--- start of Supplied information ---
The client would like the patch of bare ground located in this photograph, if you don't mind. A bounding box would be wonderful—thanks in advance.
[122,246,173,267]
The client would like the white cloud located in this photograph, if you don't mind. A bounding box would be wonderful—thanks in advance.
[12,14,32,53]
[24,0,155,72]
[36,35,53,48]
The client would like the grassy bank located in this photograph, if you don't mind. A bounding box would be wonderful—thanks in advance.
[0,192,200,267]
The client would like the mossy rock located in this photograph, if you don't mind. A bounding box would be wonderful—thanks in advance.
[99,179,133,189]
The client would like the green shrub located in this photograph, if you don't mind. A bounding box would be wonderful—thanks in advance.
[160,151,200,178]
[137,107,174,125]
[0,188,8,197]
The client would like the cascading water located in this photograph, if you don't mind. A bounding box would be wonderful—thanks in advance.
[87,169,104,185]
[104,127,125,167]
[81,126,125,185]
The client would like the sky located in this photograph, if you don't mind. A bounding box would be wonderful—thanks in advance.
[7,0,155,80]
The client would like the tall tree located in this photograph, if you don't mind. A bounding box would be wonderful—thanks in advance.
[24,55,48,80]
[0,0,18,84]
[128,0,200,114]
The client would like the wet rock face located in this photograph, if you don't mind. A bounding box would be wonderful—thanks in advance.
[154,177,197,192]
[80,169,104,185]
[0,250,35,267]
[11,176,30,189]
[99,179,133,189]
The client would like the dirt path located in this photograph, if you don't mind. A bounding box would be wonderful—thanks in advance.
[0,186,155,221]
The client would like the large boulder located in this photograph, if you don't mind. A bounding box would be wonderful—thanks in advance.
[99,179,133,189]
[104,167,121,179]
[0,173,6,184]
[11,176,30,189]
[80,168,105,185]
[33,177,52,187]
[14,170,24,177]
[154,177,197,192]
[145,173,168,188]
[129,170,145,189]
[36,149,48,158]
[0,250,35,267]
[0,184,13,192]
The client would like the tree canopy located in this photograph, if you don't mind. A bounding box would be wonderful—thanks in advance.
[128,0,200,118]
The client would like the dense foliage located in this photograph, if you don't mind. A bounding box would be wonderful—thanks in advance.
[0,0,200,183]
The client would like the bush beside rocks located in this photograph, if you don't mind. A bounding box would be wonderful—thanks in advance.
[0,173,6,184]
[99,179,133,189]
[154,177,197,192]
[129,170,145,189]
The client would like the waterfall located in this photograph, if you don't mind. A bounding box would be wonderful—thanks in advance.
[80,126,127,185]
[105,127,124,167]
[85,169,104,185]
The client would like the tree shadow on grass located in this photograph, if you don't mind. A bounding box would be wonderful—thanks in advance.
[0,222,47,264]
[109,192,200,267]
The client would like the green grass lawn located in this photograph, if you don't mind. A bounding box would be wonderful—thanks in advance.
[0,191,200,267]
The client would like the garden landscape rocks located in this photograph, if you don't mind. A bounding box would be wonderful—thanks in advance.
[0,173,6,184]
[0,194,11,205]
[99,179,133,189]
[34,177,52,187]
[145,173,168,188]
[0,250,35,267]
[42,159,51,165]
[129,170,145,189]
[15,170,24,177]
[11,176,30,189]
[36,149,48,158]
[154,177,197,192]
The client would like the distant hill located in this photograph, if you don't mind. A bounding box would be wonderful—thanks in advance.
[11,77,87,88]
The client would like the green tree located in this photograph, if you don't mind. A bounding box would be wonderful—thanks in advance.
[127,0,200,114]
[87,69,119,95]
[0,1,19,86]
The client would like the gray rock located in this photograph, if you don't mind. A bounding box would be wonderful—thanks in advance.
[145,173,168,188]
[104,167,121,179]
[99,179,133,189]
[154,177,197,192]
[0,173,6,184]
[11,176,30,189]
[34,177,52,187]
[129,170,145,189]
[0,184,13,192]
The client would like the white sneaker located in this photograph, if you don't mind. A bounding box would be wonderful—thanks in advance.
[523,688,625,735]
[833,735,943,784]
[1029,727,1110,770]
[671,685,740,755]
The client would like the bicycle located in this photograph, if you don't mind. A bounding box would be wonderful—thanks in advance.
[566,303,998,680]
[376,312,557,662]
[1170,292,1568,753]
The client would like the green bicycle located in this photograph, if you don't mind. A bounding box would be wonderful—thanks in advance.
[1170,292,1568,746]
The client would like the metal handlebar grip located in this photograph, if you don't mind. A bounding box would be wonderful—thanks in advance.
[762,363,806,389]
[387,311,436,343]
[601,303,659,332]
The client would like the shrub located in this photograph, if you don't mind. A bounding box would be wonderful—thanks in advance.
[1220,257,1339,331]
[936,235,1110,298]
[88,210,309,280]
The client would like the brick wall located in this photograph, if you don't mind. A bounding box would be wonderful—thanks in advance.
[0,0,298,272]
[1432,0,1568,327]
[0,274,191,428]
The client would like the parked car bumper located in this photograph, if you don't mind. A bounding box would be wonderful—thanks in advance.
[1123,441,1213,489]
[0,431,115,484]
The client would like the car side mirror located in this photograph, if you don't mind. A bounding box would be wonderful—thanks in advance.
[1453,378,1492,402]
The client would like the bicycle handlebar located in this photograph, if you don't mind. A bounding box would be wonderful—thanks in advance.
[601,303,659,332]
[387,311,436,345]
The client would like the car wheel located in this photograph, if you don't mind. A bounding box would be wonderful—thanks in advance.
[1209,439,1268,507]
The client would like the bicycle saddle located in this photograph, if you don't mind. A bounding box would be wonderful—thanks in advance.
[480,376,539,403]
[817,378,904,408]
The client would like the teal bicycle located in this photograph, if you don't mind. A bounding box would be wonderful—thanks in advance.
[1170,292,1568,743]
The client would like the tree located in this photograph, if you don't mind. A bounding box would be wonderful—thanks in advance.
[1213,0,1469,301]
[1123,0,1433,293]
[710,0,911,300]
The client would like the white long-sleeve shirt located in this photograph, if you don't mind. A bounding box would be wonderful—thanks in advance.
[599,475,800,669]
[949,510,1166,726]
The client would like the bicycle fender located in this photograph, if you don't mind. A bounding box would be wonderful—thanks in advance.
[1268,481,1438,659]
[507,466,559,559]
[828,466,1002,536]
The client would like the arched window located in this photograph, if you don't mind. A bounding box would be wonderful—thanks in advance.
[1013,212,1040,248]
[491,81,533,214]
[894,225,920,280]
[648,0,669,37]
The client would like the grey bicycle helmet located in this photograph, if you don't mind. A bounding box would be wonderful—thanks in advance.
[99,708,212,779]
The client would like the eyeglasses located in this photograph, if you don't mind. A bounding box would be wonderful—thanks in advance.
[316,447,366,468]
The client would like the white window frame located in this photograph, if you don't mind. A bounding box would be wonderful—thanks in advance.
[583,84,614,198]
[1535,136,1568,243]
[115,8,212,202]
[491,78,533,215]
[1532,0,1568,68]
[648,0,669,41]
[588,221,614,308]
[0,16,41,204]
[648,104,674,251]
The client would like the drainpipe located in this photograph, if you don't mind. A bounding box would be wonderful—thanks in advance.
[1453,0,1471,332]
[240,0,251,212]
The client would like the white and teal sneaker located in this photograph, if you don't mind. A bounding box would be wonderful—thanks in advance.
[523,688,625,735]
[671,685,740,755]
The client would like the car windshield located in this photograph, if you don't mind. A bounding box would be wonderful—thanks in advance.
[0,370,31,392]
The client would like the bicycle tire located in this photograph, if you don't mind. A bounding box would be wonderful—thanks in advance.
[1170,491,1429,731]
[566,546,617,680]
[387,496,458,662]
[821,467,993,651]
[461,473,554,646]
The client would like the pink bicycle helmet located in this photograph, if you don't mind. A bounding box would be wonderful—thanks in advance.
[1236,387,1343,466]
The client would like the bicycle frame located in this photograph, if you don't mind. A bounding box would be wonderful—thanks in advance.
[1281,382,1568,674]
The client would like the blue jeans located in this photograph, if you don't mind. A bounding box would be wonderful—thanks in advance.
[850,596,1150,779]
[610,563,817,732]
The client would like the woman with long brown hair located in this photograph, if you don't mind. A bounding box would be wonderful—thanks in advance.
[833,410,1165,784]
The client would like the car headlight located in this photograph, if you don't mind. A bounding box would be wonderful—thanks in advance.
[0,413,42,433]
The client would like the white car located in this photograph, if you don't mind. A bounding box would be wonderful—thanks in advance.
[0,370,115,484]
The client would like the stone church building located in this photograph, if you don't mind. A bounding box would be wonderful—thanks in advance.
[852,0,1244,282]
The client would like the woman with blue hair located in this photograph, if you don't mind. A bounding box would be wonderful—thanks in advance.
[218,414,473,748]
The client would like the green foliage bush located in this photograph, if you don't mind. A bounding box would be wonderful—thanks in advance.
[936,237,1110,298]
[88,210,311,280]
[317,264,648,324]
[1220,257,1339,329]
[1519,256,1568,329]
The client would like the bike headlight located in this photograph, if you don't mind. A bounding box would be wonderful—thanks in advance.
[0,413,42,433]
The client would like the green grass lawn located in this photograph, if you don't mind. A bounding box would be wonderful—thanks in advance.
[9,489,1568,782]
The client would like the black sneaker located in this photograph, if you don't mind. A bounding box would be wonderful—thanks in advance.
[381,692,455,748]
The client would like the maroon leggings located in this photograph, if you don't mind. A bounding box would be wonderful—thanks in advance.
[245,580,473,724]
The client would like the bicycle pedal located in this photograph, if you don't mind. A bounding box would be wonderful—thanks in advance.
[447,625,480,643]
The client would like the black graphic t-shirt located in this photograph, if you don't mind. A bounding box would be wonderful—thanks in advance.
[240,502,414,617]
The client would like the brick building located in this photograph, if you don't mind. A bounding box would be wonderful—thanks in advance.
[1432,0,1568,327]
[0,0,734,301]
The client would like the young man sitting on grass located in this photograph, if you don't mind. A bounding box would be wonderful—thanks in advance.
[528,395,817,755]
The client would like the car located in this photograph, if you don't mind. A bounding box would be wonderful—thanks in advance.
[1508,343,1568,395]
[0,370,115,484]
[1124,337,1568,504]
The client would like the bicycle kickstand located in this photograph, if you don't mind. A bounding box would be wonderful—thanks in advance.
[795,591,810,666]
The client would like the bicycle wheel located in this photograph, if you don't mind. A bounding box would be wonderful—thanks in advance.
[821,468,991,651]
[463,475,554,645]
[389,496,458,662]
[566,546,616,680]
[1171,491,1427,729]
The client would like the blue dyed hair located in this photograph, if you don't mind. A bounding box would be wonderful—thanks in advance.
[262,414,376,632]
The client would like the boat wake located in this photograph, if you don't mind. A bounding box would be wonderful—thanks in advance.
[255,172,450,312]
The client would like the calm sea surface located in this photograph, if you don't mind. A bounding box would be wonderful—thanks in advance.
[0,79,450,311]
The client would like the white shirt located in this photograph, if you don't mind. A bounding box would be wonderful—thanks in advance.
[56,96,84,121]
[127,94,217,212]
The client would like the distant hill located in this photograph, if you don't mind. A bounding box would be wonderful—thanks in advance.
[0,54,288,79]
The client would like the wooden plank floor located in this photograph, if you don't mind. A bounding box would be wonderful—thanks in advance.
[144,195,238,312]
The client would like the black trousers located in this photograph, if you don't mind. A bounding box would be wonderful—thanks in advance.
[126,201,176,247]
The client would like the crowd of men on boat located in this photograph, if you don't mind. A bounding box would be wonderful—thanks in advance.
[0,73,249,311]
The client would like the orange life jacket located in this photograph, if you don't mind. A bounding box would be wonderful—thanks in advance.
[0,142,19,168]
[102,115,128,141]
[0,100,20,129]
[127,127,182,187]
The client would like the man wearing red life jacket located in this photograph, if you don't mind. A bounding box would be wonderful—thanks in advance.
--- end of Supplied information ---
Written instruction »
Write out the rows again from the line with "The client would like the calm" up to and including the line with "[0,54,288,79]", putting "customer" in place of "client" and leaving everything else unchanged. Give only those lines.

Written answer »
The customer would like the calm sea surface located in this photograph, if you don't mind. A bounding box would be wonderful—thanks in advance.
[0,79,450,311]
The customer would like the white shirt located in this photograph, if you don't mind. A bounding box would be wonderful—thanks in advance.
[56,96,84,121]
[127,94,217,212]
The customer would like the distant hill located in this photograph, if you don't mind. A bounding box would be wonderful—thanks in advance.
[0,54,288,79]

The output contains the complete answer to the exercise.